• _What the task asks_
Leave out the pictures and print the records below exactly.

Referring expression pointing data
------------------------------
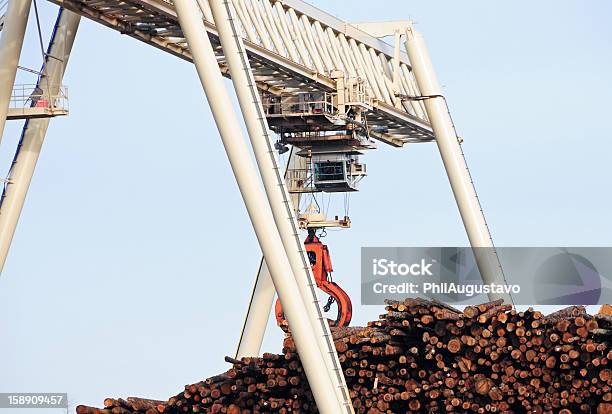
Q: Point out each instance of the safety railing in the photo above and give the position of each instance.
(27, 97)
(299, 104)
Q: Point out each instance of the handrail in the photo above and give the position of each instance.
(32, 96)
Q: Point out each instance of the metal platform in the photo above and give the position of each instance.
(31, 102)
(276, 70)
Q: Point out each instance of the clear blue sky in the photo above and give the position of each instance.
(134, 258)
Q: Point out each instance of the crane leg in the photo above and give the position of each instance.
(455, 163)
(11, 42)
(258, 207)
(256, 321)
(34, 131)
(262, 298)
(230, 35)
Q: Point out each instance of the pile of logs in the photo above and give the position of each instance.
(421, 357)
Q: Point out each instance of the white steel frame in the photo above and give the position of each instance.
(275, 46)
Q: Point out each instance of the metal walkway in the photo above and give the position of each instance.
(291, 46)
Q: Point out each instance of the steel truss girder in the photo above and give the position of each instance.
(154, 22)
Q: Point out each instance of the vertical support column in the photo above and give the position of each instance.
(16, 20)
(454, 163)
(258, 313)
(257, 206)
(34, 131)
(276, 191)
(262, 298)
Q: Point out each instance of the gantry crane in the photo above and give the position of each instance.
(328, 89)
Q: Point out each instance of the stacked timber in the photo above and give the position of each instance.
(424, 356)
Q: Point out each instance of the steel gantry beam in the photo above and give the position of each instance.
(34, 130)
(291, 46)
(11, 42)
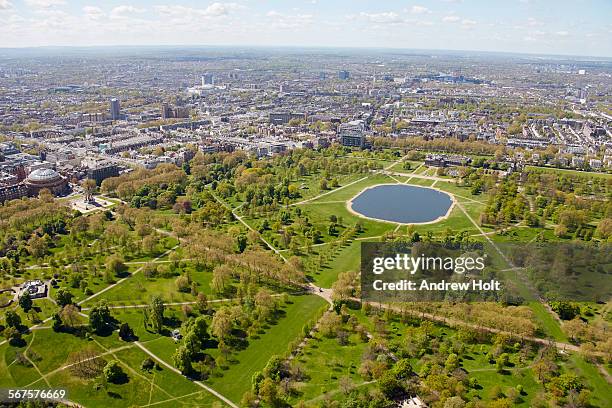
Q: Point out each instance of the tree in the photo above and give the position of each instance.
(452, 362)
(390, 386)
(221, 276)
(202, 302)
(89, 187)
(147, 364)
(99, 317)
(12, 319)
(156, 313)
(222, 323)
(402, 369)
(604, 229)
(113, 373)
(200, 328)
(57, 322)
(182, 360)
(241, 243)
(70, 315)
(125, 332)
(63, 297)
(25, 301)
(454, 402)
(268, 391)
(274, 368)
(115, 265)
(12, 335)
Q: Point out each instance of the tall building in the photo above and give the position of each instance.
(115, 109)
(352, 134)
(171, 112)
(208, 79)
(165, 111)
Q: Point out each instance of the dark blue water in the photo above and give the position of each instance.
(402, 203)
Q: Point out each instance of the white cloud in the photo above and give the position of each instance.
(467, 23)
(289, 21)
(123, 10)
(5, 5)
(93, 12)
(451, 19)
(45, 3)
(213, 10)
(419, 10)
(382, 18)
(533, 22)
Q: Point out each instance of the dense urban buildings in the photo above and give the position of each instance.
(186, 225)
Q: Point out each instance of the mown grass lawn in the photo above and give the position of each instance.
(236, 380)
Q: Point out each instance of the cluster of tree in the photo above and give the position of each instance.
(438, 145)
(27, 226)
(157, 188)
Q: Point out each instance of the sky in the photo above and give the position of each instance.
(563, 27)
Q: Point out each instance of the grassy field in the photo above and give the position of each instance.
(237, 379)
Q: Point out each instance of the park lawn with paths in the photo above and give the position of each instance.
(555, 170)
(236, 380)
(600, 388)
(345, 259)
(349, 192)
(325, 362)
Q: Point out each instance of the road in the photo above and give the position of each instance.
(171, 368)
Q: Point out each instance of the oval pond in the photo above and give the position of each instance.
(402, 203)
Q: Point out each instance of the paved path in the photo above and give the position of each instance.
(171, 368)
(109, 287)
(331, 191)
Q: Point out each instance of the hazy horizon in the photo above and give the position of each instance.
(561, 28)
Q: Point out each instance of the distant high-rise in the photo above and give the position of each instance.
(165, 111)
(115, 109)
(208, 79)
(352, 134)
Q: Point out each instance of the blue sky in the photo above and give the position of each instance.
(578, 27)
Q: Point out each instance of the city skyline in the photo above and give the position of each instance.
(519, 26)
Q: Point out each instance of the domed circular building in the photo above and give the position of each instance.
(46, 178)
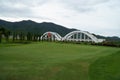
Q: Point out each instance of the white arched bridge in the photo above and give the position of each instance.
(82, 36)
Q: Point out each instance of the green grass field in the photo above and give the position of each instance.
(56, 61)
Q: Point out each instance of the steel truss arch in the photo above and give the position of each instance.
(82, 36)
(51, 35)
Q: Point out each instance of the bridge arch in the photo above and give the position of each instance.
(80, 36)
(51, 36)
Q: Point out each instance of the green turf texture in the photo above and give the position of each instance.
(106, 68)
(50, 61)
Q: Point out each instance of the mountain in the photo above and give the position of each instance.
(34, 27)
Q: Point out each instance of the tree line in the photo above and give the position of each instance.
(18, 36)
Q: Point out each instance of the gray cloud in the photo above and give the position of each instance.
(102, 15)
(83, 5)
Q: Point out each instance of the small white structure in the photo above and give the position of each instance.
(72, 36)
(51, 36)
(81, 36)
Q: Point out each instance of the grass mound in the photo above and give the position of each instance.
(49, 61)
(106, 68)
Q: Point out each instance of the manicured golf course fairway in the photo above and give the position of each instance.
(58, 61)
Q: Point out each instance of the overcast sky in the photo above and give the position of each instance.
(96, 16)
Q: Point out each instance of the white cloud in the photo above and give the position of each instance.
(97, 16)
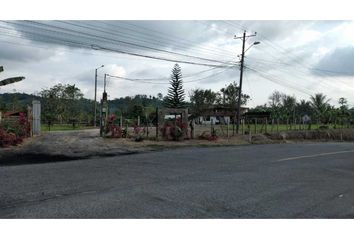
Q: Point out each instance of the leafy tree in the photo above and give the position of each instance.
(288, 106)
(275, 103)
(175, 96)
(231, 95)
(303, 108)
(320, 106)
(202, 99)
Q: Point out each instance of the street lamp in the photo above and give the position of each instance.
(255, 43)
(95, 108)
(241, 75)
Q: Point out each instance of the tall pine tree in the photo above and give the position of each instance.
(175, 96)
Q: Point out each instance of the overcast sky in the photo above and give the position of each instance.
(299, 58)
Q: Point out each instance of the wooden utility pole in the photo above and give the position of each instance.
(241, 76)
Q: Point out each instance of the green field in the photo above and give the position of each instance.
(262, 128)
(63, 127)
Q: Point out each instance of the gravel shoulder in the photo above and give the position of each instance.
(73, 145)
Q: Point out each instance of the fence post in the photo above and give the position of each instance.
(227, 130)
(36, 111)
(157, 124)
(255, 126)
(277, 125)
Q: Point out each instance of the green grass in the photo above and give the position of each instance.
(281, 127)
(63, 127)
(284, 127)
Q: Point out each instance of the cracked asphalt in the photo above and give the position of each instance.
(303, 180)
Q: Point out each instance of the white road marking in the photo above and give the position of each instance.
(314, 155)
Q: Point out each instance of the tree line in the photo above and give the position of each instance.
(66, 104)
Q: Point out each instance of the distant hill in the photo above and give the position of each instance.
(9, 101)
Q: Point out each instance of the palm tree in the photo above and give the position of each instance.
(319, 104)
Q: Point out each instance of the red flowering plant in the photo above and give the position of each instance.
(13, 132)
(112, 128)
(139, 133)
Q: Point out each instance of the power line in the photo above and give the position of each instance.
(129, 43)
(161, 38)
(59, 40)
(142, 80)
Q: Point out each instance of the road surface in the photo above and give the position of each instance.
(307, 180)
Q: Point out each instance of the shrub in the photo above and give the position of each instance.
(171, 131)
(13, 132)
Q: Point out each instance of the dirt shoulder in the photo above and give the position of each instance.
(71, 145)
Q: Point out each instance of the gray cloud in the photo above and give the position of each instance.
(339, 62)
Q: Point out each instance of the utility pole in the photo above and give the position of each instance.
(95, 109)
(241, 76)
(104, 109)
(95, 106)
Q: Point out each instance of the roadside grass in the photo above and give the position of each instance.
(269, 128)
(63, 127)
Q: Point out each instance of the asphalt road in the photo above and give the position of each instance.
(309, 180)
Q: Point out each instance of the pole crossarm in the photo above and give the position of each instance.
(244, 37)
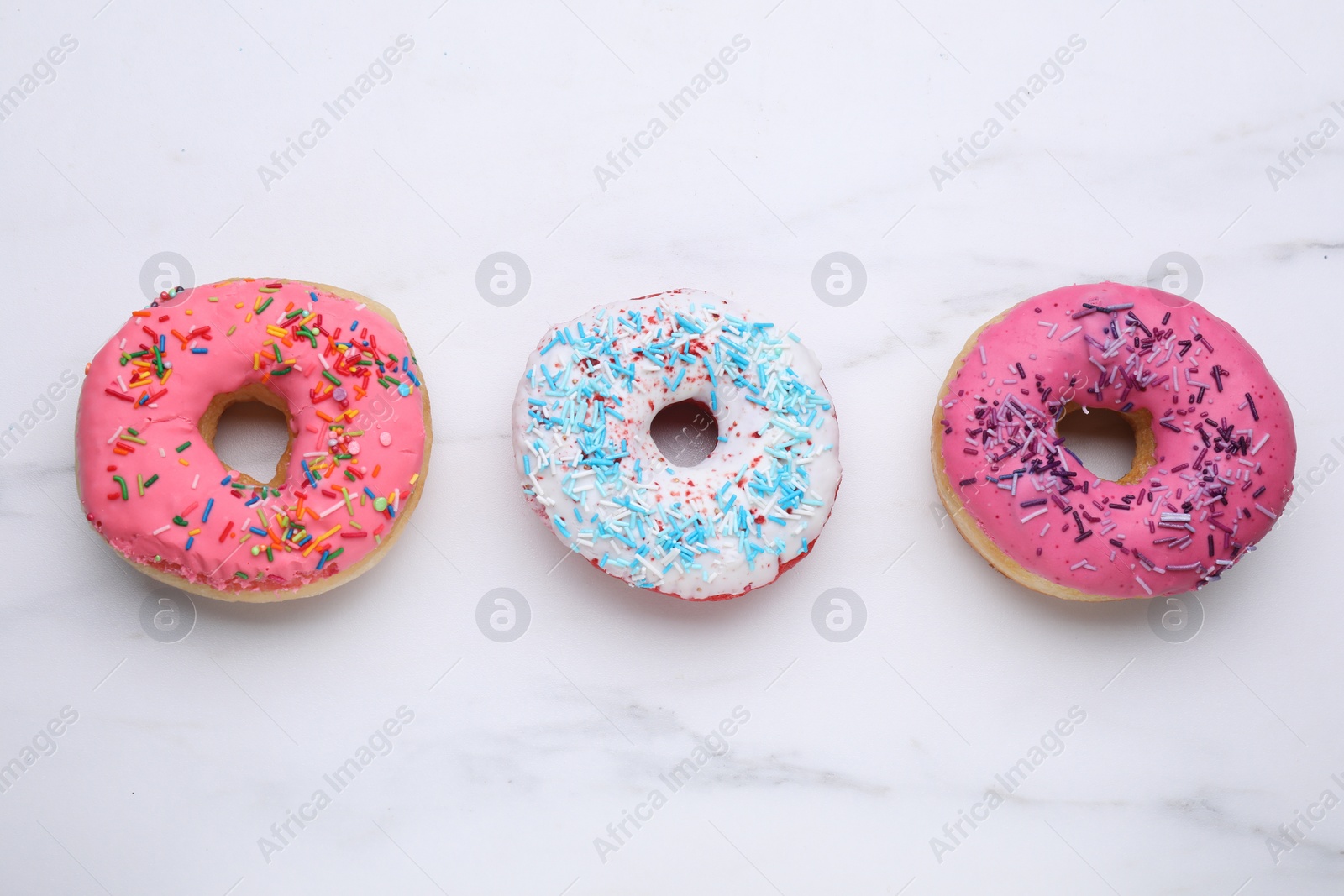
------------------------------
• _Your response_
Q: Point out each instance of the safety railing in the photo above and give the position of each instance.
(27, 97)
(299, 104)
Q: Point out each instance of the handrail in the photo above and give the position of each instance.
(32, 96)
Q: Point out each instance of the metal platform in the photo above and give the position of each instance.
(31, 102)
(276, 70)
Q: Point out each instance of the clear blue sky in the photo above and give the position of each instance.
(134, 258)
Q: Point out each instance of the crane leg in the photo above and give the position of each instance.
(455, 163)
(11, 42)
(258, 207)
(256, 321)
(34, 131)
(262, 298)
(230, 35)
Q: Point out each instance of the pile of logs in the photo above and give the position of each instance.
(421, 357)
Q: Point out each instance of the white steel frame in the photo above and give the position of each instance.
(275, 46)
Q: Point out each instance of the metal walkway in the photo above and give the position of each instance.
(291, 46)
Q: Point out each instance of the steel truss girder in the photo above and give the position of each instance.
(154, 22)
Q: Point out each instance of the vertical support column in the photo above and give the position of each instance.
(16, 20)
(454, 163)
(258, 313)
(257, 206)
(34, 131)
(276, 191)
(262, 298)
Q: Point out each instance of the gantry crane in the photo above and give the position of each instance.
(328, 89)
Q: Point out each instance of the stacked timber in the photo above and give the position of each instance.
(424, 356)
Q: Point out each instance of the steel gantry beam in the photo above and give the position of each instance.
(34, 130)
(291, 46)
(11, 42)
Q: Point out each instance of the tree in the photo above and give the position of each instance.
(452, 362)
(390, 386)
(221, 276)
(202, 302)
(89, 187)
(147, 364)
(99, 317)
(12, 319)
(156, 313)
(222, 323)
(402, 369)
(604, 229)
(113, 373)
(200, 328)
(57, 322)
(182, 360)
(241, 243)
(70, 315)
(125, 332)
(63, 297)
(25, 301)
(454, 402)
(268, 391)
(274, 368)
(115, 265)
(12, 335)
Q: Point out each instance of the tall building in the photo above and give the position of each instance.
(115, 109)
(352, 134)
(171, 112)
(208, 79)
(165, 111)
Q: Point out each instance of the dark blue water in the photo above and give the position of each instance.
(402, 203)
Q: Point out each instance of the white cloud in the photo above and give the position of each instance.
(467, 23)
(289, 21)
(123, 10)
(5, 5)
(93, 12)
(451, 19)
(45, 3)
(213, 10)
(419, 10)
(382, 18)
(533, 22)
Q: Point out each instance of the dense urban buildings in the photo above and give the position of each instance.
(186, 225)
Q: Point out each instance of the mown grass lawn in the photo above and give the position of each instance.
(236, 380)
Q: Point out each instance of the cluster of tree in the photo above and give the position of each instance.
(438, 145)
(27, 226)
(157, 188)
Q: Point out each instance of the sky in the photo above and give the position of each instance.
(563, 27)
Q: Point out each instance of the grassy field in the photo above and give the position of each instance.
(237, 379)
Q: Point out each instance of the park lawn with paths in the photo above and give the position of each instance.
(555, 170)
(236, 380)
(600, 388)
(345, 259)
(349, 192)
(325, 362)
Q: Point out each instance of the road in the photo above and give the position of each instance.
(171, 368)
Q: Point out each instance of the oval pond in the photo above and give the position of each instance.
(402, 203)
Q: Point out each instance of the paved path in the photo above and give the position of each instance.
(171, 368)
(109, 287)
(331, 191)
Q: Point out each instance of the hazy horizon in the photo above and give the position of each instance.
(561, 28)
Q: Point out each instance of the distant high-rise in the photo above and give the position of each instance.
(165, 111)
(115, 109)
(208, 79)
(352, 134)
Q: Point out each instance of the blue sky in the photo above and give the position of each instance.
(578, 27)
Q: Point out each instance of the city skyline in the photo above and give the position of each instance.
(519, 26)
Q: Point out each instance of the domed circular building in the photo above and give the position of each instance.
(46, 178)
Q: Point out each instance of the white arched bridge in the photo above and give the position of each instance.
(82, 36)
Q: Point out each instance of the green grass field in the photo above and give the position of each instance.
(56, 61)
Q: Point out each instance of the steel truss arch in the photo above and give the position of each instance.
(82, 36)
(51, 35)
Q: Point out each instance of the bridge arch in the photo above and give the position of each instance.
(80, 36)
(51, 36)
Q: Point out each instance of the green turf texture in the photo above and give the position of each instance.
(106, 68)
(50, 61)
Q: Point out each instance of the mountain in the photo above and give the position of each instance.
(34, 27)
Q: Point out each instance of the tree line in the photo above and give the position of each instance.
(18, 36)
Q: Point out each instance of the gray cloud in the photo above and give the position of each instance.
(102, 15)
(83, 5)
Q: Point out each instance of the small white structure in the photo above and give the position of each instance.
(72, 36)
(51, 36)
(81, 36)
Q: Point out each instance of the grass mound in the photo above and give the position of each instance.
(49, 61)
(106, 68)
Q: Point out each instance of the manicured golf course fairway in the photo above and give the position of each instance.
(58, 61)
Q: Point out each instance of the overcast sky in the photo above and give the position of each instance.
(96, 16)
Q: Point out each instance of the white cloud in the photo above and give the position of each instance.
(97, 16)
Q: Point out each instance of the leafy tree in the photo above and give the position of each instance.
(288, 106)
(275, 103)
(175, 96)
(231, 95)
(303, 108)
(320, 106)
(202, 99)
Q: Point out each instance of the street lamp in the photo above and give the position of each instance.
(255, 43)
(95, 108)
(241, 75)
Q: Point out each instance of the tall pine tree in the photo above and give the position of each instance.
(175, 96)
Q: Point out each instance of the overcast sky in the photo above and give the position of each instance.
(299, 58)
Q: Point out each instance of the wooden utility pole in the photo above and give the position of each instance.
(241, 76)
Q: Point out each instance of the green field in the photo above and give the position of each instance.
(262, 128)
(63, 127)
Q: Point out each instance of the gravel shoulder in the photo above and give the position of each instance.
(73, 145)
Q: Point out each instance of the fence post in the photo above and give the position of each instance.
(227, 130)
(36, 111)
(157, 124)
(255, 126)
(277, 125)
Q: Point out each instance of the green grass in the photo above and give the position of each instance.
(281, 127)
(63, 127)
(284, 127)
Q: Point out each instance of the cracked asphalt in the photo above and give the position of each instance.
(303, 180)
Q: Point out each instance of the white road marking in the photo above and give the position of each instance.
(314, 155)
Q: Point out each instance of the tree line in the photo above and give the position of each instance.
(66, 104)
Q: Point out each instance of the distant hill in the photo above and give the position of each instance.
(9, 101)
Q: Point out each instance of the palm tree in the photo above and give the position of each instance.
(319, 104)
Q: Point out each instance of the red flowering plant in the photo above and give the position of each instance.
(13, 132)
(112, 128)
(139, 133)
Q: Point out each instance of the power line in the photo above and give the position of each instance.
(129, 43)
(161, 38)
(59, 40)
(142, 80)
Q: Point out each instance of the road surface in the photo above and give the position of each instance.
(307, 180)
Q: Point out each instance of the shrub in the photo above and give the position of each instance.
(171, 131)
(13, 132)
Q: Point out each instance of the dirt shoulder in the photo above and give the position of each instance.
(71, 145)
Q: Point out each instance of the gray cloud in the photo above and give the position of each instance.
(339, 62)
Q: Point out each instance of the utility pole in the photo above and give the position of each instance.
(95, 109)
(241, 76)
(104, 109)
(95, 106)
Q: Point out each instance of the roadside grass in the photo above and give the position of each instance.
(269, 128)
(63, 127)
Q: Point out each instance of the asphalt road in the photo above and give the position of each instance.
(309, 180)
Q: Point out each instance of the pole crossarm in the photo above and give the position of each instance.
(244, 37)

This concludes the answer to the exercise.